GOAL OF THE EXERCISE: Extract every record, keeping each one exactly as it is.

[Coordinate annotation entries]
┏━━
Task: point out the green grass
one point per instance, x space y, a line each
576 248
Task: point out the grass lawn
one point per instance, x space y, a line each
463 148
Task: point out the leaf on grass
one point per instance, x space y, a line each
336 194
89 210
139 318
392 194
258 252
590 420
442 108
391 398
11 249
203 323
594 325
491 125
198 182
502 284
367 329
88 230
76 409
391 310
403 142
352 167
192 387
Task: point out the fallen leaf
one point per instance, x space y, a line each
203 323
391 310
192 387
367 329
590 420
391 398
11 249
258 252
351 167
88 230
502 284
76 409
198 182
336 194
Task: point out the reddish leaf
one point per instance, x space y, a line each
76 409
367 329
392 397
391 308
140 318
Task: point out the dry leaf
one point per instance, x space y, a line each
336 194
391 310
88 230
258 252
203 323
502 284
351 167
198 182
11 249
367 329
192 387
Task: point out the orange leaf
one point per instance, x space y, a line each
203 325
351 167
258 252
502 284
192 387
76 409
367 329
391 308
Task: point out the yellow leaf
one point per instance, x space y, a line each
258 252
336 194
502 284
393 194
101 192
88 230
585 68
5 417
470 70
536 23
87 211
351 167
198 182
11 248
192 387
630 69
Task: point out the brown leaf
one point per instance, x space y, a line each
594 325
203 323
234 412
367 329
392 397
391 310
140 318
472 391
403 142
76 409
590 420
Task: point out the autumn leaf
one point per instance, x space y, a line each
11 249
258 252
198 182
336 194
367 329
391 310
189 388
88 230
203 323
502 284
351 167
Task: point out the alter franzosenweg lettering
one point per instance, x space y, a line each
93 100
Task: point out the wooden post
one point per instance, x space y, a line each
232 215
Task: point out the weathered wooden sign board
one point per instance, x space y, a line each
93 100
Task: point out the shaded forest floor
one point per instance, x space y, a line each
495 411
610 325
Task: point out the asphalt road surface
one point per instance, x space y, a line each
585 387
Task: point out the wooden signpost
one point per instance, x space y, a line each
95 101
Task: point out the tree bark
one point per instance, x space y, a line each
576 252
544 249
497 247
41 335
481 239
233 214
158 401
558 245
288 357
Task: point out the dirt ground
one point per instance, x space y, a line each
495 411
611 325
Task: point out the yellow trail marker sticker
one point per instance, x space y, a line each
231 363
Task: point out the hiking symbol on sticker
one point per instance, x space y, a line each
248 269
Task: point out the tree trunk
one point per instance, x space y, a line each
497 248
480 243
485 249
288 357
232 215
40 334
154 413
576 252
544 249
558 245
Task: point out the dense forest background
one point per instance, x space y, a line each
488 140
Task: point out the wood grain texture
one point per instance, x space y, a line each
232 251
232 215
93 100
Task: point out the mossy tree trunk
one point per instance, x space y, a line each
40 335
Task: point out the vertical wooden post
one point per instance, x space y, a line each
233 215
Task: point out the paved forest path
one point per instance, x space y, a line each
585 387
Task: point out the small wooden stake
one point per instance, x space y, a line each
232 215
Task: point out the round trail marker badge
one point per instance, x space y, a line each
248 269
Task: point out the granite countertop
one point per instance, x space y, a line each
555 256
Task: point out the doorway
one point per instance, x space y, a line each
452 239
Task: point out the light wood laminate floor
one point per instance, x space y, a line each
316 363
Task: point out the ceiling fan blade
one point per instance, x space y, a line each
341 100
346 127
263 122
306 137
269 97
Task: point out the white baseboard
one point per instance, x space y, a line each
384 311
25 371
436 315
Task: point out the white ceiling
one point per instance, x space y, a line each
┗━━
RESPONSE FOR THIS EXERCISE:
Task: point out the green grass
one point per instance, x space y, a line each
576 248
Task: point out the grass lawn
one point per instance, x space y, a line each
463 148
Task: point out the leaf on grass
one point per instance, x space y, a line each
336 194
89 210
139 318
392 194
258 252
590 420
442 108
391 398
11 249
203 323
594 325
491 125
198 182
502 284
367 329
88 230
76 409
391 310
403 142
352 167
192 387
Task: point out the fallen leaf
one point per instance, x space y, a line each
203 323
391 310
192 387
367 329
590 420
391 398
11 249
258 252
351 167
88 230
502 284
76 409
198 182
336 194
Task: point out the reddish leaf
one point per instance, x space y, a line each
76 409
367 329
392 397
391 308
140 318
Task: point out the dry leaf
one point per instance, x space y, a line each
336 194
391 310
88 230
258 252
203 323
502 284
351 167
198 182
11 249
367 329
192 387
Task: point out the orange leaf
one point per instance, x space y, a line each
203 325
351 167
258 252
502 284
192 387
76 409
367 329
391 308
Task: point out the yellow leaf
one point per instance, x space y, a line each
258 252
336 194
502 284
393 194
101 192
88 230
585 68
5 417
470 70
536 23
87 211
351 167
198 182
11 248
192 387
630 69
Task: point out the brown leaf
one point per instance, x space y, a line each
594 325
203 323
234 412
367 329
392 397
391 310
140 318
472 391
403 142
76 409
590 420
Task: point out the autumn leaf
one point per instance, x space y, a line each
11 249
258 252
198 182
336 194
367 329
391 310
189 388
88 230
203 323
502 284
351 167
Task: point out the alter franzosenweg lettering
one point per instance, x space y, a line each
93 100
Task: point out the wooden post
one point per instance, x space y, a line each
232 215
Task: point out the weathered wooden sign board
one point per instance, x space y, a line each
93 100
Task: point out the shaded forest floor
one point per instance, x space y, a line each
495 411
610 325
Task: point out the asphalt road surface
one point per instance, x space y, a line each
585 387
Task: point out the wooden signpost
one point per instance, x space y, a line each
95 101
Task: point out the tree bark
one point per instance, x space y, a line each
576 252
544 249
497 247
41 335
481 239
233 214
158 401
558 245
288 357
Task: point out the dirt ground
one point per instance, x space y, a line each
495 411
611 325
Task: point out the yellow trail marker sticker
one point per instance, x space y, a line each
231 363
Task: point out the hiking symbol on sticker
one point per instance, x space y, a line each
248 269
Task: point out the tree trunk
one point per instance, x space y, a line each
497 248
480 243
485 249
288 357
232 215
40 334
154 413
576 252
544 249
558 245
Task: point out the dense forest background
one point per instance, x space y, a line each
488 140
Task: point out the wood grain texture
one point per instance, x space y, a line each
232 251
232 215
93 100
Task: point out the mossy tree trunk
one point per instance, x space y, a line each
40 335
Task: point out the vertical wooden post
one point per instance, x space y, a line each
233 215
Task: point out the paved forest path
one point per instance, x space y, a line each
585 387
Task: point out the small wooden stake
one point per instance, x space y, a line each
232 215
Task: point out the round trail marker badge
one point per instance, x space y, a line each
248 269
Task: point out the granite countertop
one point per instance, x space y, a line each
555 256
Task: point out the doorway
one point per instance, x space y, a line each
452 239
Task: point out the light wood laminate floor
one point per instance, x space y, a line each
316 363
Task: point out the ceiling fan blade
one point per instance, x space y, a line each
341 100
346 127
263 122
306 137
269 97
Task: point out the white baseboard
one point per instance, x space y, a line each
384 311
25 371
436 315
Task: point out the white ceiling
one point per instance, x space y, a line each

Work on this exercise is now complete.